Will you output the entries below exactly, skipping every image they contain?

___ SUPPLIED DATA ___

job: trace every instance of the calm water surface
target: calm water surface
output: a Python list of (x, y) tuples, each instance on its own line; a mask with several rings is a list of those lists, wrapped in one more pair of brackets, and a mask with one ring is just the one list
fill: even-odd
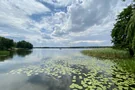
[(0, 90), (135, 90), (135, 76), (83, 49), (33, 49), (0, 57)]

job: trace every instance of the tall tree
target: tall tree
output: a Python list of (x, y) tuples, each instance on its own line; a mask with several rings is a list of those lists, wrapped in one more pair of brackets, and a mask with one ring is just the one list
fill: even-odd
[(128, 48), (131, 56), (135, 52), (135, 5), (124, 9), (116, 19), (112, 30), (112, 42), (117, 48)]

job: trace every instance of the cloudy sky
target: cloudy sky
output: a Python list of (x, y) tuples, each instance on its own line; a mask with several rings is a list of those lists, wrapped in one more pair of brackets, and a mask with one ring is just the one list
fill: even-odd
[(0, 0), (0, 36), (34, 46), (112, 45), (116, 16), (132, 0)]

___

**FINISHED TASK:**
job: trace every instance of the calm water surface
target: calm water surface
output: a Python list of (x, y) tuples, each instance on its own line; a mask with several rings is a list of those lists, wrapped in one more pair of brackets, and a mask with one ring is just the one list
fill: even-odd
[(0, 90), (135, 90), (135, 76), (83, 49), (33, 49), (0, 57)]

job: trace every instance of the tall tree
target: tall tree
output: a Python list of (x, y) tuples, each instance on its own line; a mask with several rings is a list of those lists, wrapped in one more pair of brackets, and a mask with one ring is just the one list
fill: even-odd
[(128, 48), (131, 56), (135, 52), (135, 5), (124, 9), (116, 19), (112, 30), (112, 42), (117, 48)]

job: trace every instance of the cloudy sky
target: cloudy sky
output: a Python list of (x, y) tuples, each instance on its own line; a mask with several rings is a list of those lists, wrapped in one more pair of brackets, and a mask with one ring is just the one list
fill: even-odd
[(0, 0), (0, 36), (34, 46), (112, 45), (116, 16), (132, 0)]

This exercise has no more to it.